Michael J. Pilling and Paul W. Seakins: Reakciókinetika


    It is a great pleasure to see the new and improved Hungarian edition of this book, which is rapidly becoming the standard undergraduate text on Chemical Kinetics.  It is an updated version of Pilling's earlier short text in the Oxford Chemistry Series, but the new text is significantly expanded in both breadth and depth of coverage.  The approach chosen by the authors is more modern than their immediate competitors, and this is now the one area of Physical Chemistry where I am content to recommend a single text to my students.  As a measure of its success, we provided multiple copies in our library, and they are always on loan.  The Hungarian edition has been translated by two scientists who are themselves respected in the field of chemical kinetics.  They have corrected a number of small errors and have improved some of the diagrams.  I am sure that this edition will be as popular and as useful to students in Hungary as the English edition has been here.  I have also been very impressed with some of the other innovations of the Hungarian edition, notably the web site with downloadable figures.

Pointing data for referring expressions
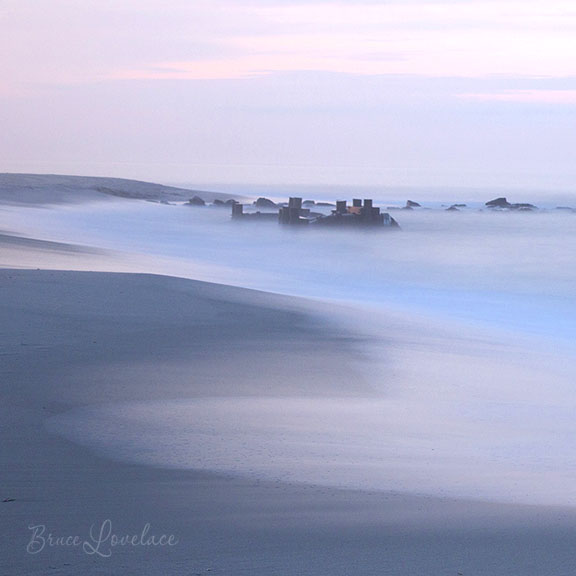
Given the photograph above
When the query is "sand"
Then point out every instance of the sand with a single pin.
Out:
(78, 339)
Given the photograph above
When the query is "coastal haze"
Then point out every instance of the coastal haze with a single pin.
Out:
(279, 399)
(380, 381)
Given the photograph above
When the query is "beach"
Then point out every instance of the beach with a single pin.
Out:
(102, 345)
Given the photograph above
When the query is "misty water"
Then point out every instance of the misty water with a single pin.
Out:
(476, 381)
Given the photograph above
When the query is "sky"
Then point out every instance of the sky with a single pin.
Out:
(396, 93)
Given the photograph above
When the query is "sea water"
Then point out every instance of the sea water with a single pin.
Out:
(484, 393)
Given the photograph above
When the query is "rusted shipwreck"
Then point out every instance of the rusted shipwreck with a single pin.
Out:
(362, 213)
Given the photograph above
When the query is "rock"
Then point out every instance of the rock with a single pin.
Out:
(264, 203)
(498, 203)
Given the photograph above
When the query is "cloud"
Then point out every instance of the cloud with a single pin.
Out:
(528, 96)
(60, 41)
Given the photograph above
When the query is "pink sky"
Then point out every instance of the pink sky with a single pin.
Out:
(62, 54)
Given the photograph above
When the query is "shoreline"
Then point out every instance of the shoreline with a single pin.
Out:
(225, 524)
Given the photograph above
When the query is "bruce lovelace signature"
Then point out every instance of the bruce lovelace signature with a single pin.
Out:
(101, 540)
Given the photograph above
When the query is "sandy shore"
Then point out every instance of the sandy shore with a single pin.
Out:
(73, 339)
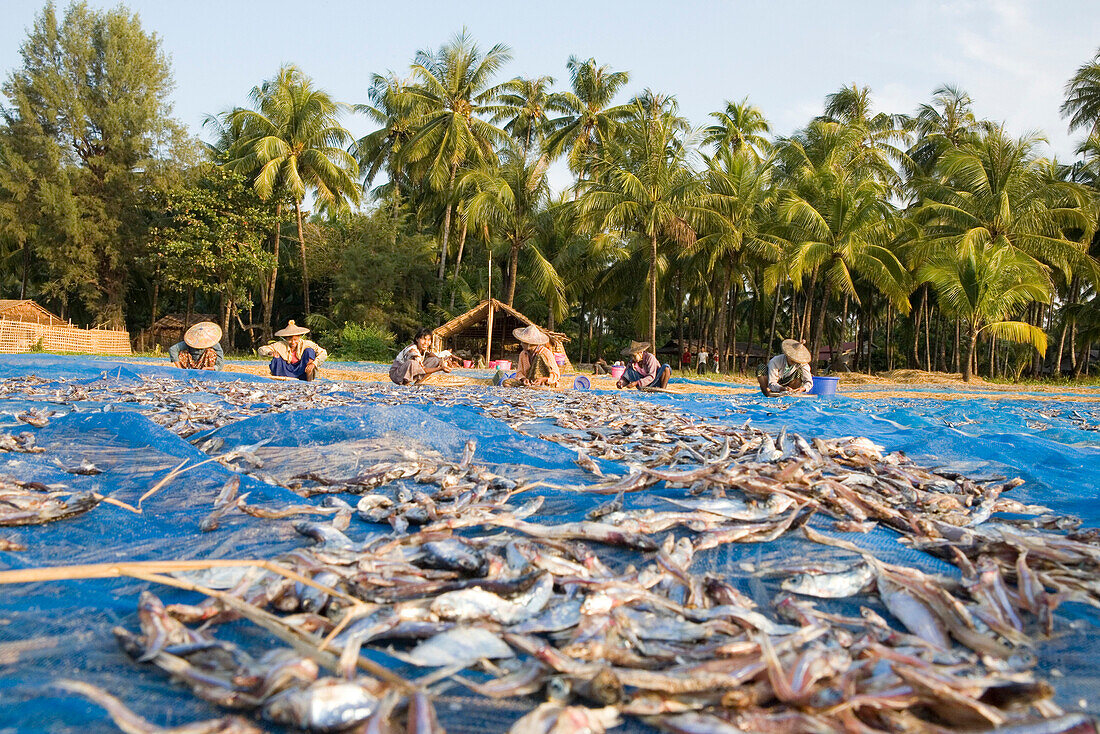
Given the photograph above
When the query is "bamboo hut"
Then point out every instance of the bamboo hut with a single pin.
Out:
(25, 326)
(169, 329)
(485, 331)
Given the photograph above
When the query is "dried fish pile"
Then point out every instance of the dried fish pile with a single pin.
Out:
(460, 582)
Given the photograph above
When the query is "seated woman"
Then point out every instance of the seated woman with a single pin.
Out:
(644, 370)
(296, 357)
(200, 348)
(415, 364)
(787, 373)
(537, 367)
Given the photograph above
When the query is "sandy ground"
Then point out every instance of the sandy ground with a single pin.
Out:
(897, 384)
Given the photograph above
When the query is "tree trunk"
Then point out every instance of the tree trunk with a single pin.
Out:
(268, 292)
(305, 266)
(927, 329)
(26, 270)
(447, 222)
(889, 338)
(815, 350)
(970, 352)
(774, 317)
(732, 364)
(680, 317)
(458, 262)
(513, 271)
(652, 293)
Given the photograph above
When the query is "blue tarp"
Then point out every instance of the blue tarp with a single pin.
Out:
(63, 628)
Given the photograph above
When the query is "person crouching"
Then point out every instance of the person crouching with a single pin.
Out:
(644, 370)
(296, 357)
(200, 348)
(788, 372)
(537, 365)
(415, 364)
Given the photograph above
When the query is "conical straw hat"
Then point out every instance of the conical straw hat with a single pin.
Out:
(795, 351)
(531, 335)
(202, 335)
(292, 330)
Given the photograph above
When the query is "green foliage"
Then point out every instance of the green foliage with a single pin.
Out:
(89, 119)
(208, 233)
(364, 342)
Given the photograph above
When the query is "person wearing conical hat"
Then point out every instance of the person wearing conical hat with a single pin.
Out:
(788, 372)
(296, 357)
(415, 363)
(200, 348)
(644, 370)
(537, 365)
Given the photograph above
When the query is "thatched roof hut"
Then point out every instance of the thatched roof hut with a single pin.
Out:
(469, 333)
(169, 329)
(28, 311)
(25, 326)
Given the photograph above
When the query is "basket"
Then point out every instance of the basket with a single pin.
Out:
(824, 386)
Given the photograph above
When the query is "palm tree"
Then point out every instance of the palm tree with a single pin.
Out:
(396, 111)
(880, 133)
(508, 201)
(530, 100)
(943, 124)
(1082, 97)
(453, 89)
(838, 222)
(294, 140)
(645, 187)
(996, 192)
(739, 127)
(985, 284)
(587, 119)
(739, 197)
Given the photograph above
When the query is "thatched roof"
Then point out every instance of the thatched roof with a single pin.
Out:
(480, 313)
(461, 332)
(180, 320)
(28, 310)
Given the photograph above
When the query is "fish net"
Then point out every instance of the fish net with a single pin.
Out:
(138, 424)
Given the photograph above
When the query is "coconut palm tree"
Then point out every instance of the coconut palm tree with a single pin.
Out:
(1082, 97)
(985, 284)
(997, 192)
(739, 127)
(396, 111)
(739, 198)
(507, 200)
(530, 100)
(294, 141)
(943, 124)
(642, 186)
(587, 117)
(454, 89)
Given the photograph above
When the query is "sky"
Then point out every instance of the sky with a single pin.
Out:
(1012, 56)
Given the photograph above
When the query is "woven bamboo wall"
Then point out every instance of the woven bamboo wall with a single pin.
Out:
(22, 337)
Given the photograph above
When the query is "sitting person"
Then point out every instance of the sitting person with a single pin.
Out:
(415, 364)
(200, 348)
(537, 367)
(788, 372)
(644, 370)
(296, 357)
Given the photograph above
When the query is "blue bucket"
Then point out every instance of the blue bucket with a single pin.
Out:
(824, 386)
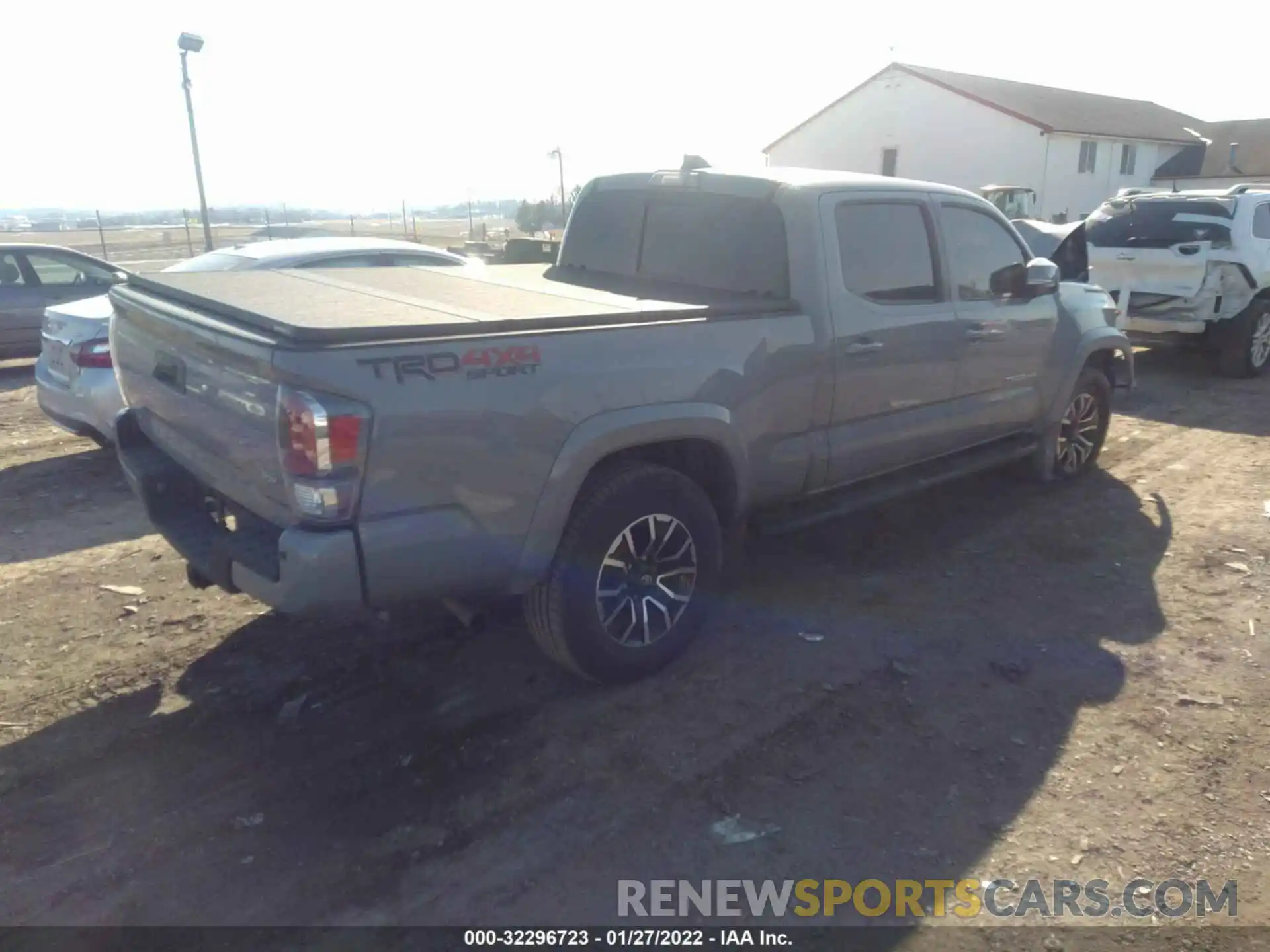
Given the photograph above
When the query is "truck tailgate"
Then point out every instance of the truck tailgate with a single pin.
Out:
(205, 395)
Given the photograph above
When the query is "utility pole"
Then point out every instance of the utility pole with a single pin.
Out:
(101, 235)
(564, 197)
(190, 44)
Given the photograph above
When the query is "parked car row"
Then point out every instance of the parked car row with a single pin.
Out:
(75, 372)
(1187, 268)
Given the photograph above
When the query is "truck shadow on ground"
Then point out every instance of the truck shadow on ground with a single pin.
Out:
(66, 503)
(325, 772)
(1169, 380)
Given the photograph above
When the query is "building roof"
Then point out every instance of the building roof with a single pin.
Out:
(1049, 108)
(1251, 139)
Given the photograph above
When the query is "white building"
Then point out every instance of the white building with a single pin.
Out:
(1074, 149)
(1232, 153)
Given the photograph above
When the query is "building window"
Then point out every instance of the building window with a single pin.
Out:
(1128, 159)
(889, 157)
(1089, 151)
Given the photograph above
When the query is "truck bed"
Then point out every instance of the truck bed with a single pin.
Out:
(343, 305)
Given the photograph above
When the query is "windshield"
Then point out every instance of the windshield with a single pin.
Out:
(214, 262)
(1160, 222)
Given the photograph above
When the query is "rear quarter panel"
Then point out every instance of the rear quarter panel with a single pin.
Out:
(466, 433)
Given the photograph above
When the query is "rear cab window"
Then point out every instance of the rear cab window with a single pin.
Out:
(1152, 221)
(681, 237)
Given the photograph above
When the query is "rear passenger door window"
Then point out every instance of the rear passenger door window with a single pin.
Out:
(887, 252)
(1261, 221)
(984, 260)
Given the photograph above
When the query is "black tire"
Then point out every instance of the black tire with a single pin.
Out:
(563, 611)
(1093, 390)
(1242, 349)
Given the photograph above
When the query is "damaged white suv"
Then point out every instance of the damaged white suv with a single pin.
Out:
(1189, 267)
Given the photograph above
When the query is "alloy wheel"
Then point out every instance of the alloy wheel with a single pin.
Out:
(1078, 433)
(1260, 349)
(647, 579)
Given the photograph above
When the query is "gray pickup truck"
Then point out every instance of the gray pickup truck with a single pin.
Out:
(712, 353)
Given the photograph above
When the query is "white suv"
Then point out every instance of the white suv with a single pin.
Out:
(1189, 267)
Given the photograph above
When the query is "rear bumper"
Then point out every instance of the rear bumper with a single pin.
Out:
(87, 405)
(294, 571)
(1156, 325)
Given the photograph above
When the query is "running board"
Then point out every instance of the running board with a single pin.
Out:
(869, 493)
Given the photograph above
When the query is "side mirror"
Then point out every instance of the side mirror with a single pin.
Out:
(1042, 277)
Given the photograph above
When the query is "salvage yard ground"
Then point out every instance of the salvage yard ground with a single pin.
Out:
(1013, 682)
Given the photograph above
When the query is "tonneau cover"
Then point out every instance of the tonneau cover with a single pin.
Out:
(337, 305)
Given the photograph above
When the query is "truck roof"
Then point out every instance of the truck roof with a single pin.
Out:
(767, 182)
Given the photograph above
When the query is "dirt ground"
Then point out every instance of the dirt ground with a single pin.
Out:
(1014, 682)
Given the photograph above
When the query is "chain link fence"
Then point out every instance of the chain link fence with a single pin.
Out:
(153, 247)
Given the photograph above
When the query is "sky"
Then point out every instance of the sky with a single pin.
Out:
(360, 107)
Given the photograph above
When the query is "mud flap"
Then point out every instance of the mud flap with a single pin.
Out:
(1043, 460)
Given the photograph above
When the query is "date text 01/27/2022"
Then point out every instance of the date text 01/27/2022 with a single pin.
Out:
(476, 364)
(624, 938)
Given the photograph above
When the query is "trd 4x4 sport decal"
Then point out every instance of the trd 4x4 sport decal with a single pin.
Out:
(476, 364)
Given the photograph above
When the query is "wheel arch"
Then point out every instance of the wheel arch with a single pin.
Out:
(698, 440)
(1107, 349)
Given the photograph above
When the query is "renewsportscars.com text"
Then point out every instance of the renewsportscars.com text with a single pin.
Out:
(966, 899)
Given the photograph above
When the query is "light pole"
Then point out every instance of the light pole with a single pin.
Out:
(564, 211)
(190, 44)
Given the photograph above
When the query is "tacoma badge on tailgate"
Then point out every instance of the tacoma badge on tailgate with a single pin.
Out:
(476, 364)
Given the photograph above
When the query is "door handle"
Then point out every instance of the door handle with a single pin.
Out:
(864, 348)
(981, 333)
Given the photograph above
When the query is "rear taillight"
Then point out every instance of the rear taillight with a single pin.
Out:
(92, 353)
(321, 442)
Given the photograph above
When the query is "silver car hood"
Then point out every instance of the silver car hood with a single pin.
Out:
(87, 309)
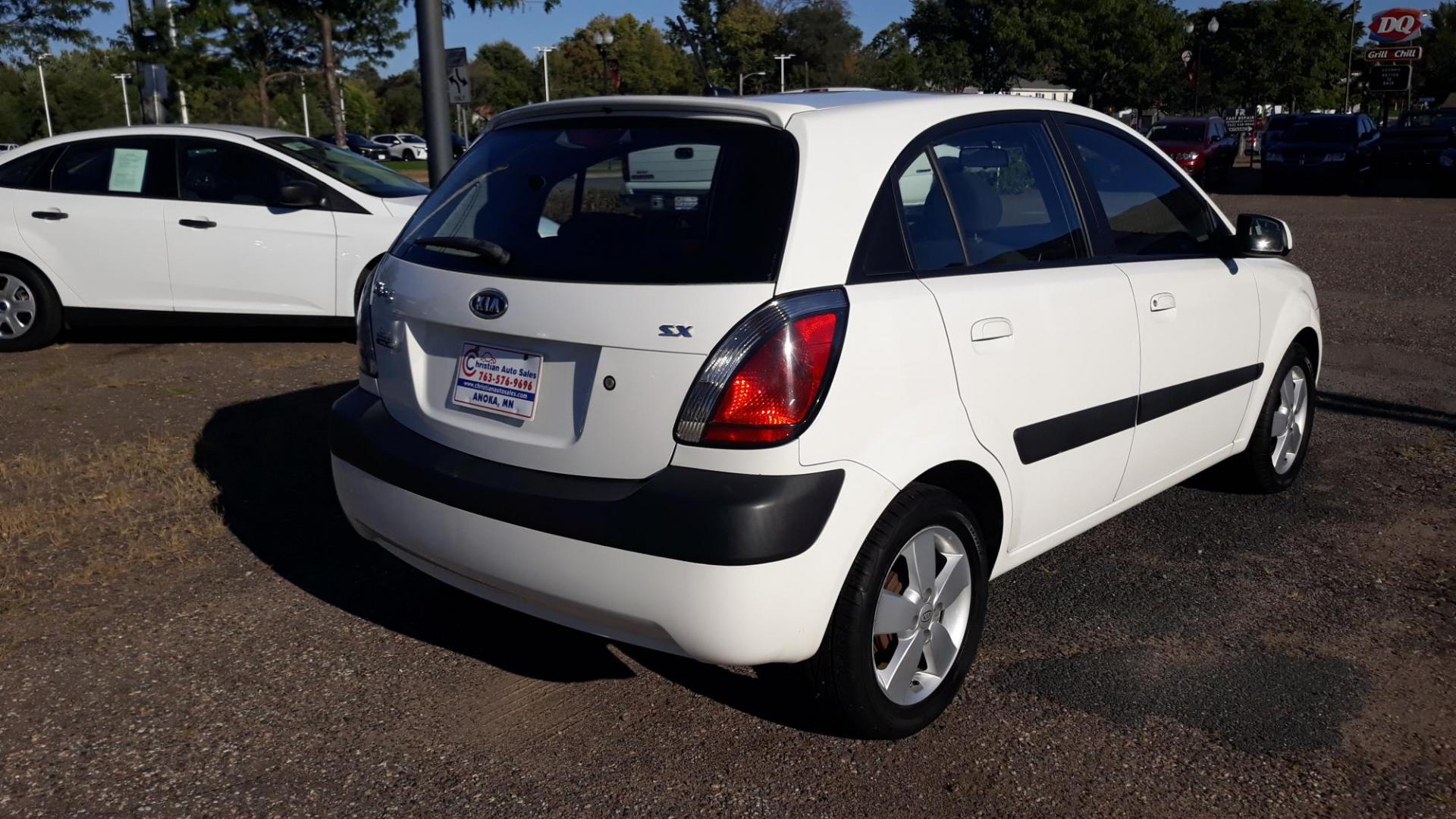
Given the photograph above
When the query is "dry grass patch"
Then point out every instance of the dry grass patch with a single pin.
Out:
(88, 516)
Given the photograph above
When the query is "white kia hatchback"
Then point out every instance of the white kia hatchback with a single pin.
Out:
(894, 347)
(190, 221)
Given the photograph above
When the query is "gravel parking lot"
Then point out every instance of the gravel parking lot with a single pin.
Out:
(190, 627)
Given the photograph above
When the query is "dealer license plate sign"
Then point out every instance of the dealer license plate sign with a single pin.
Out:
(497, 379)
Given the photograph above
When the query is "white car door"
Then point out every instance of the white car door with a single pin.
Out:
(1044, 344)
(1197, 314)
(234, 248)
(99, 226)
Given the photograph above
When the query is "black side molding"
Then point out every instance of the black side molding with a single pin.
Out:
(692, 515)
(1041, 441)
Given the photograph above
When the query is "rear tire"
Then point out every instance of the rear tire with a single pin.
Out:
(855, 668)
(1280, 444)
(30, 308)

_DIRECTIONS FOR THIS TASK_.
Carry on the appraisal of the Hungarian edition of the Pilling and Seakins chemical kinetics textbook, beginning after its final sentence about the web site with downloadable figures.

_TASK OUTPUT_.
    The book covers a very wide range of topics in kinetics, including chapters on experimental techniques, elementary and complex reactions, reaction dynamics, chain reactions and explosions, reactions in solution and reactions at surfaces.  The authors are particularly good at explaining difficult theoretical ideas in a lucid and simple way, which proves very helpful to students.  For example, there is an excellent section on the theory of unimolecular reactions, which manages to avoid the notational nightmare of other texts in the area, and explains the concepts clearly to an advanced level, including RRKM theory, the strong collision approximation and intramolecular vibrational relaxation.
    Inevitably, in a book of this size, there are topics that have been omitted or dealt with in less detail than I would have liked.  The authors are unashamedly gas phase kineticists, and the coverage shows this bias.  This is understandable, given that gas phase reactions can be understood at a more fundamental level than solution kinetics, without the complications of solvent interactions.  Personally, I would have like to see the authors' excellent approach applied to the Marcus theory of electron transfer reactions and to electrochemical reactions at the liquid-solid interface.  I am sure that my colleagues in Physical Organic Chemistry would also have liked to see something on acid and base catalysis, and a more detailed discussion of the mechanisms of enzyme reactions (particularly different types of inhibition).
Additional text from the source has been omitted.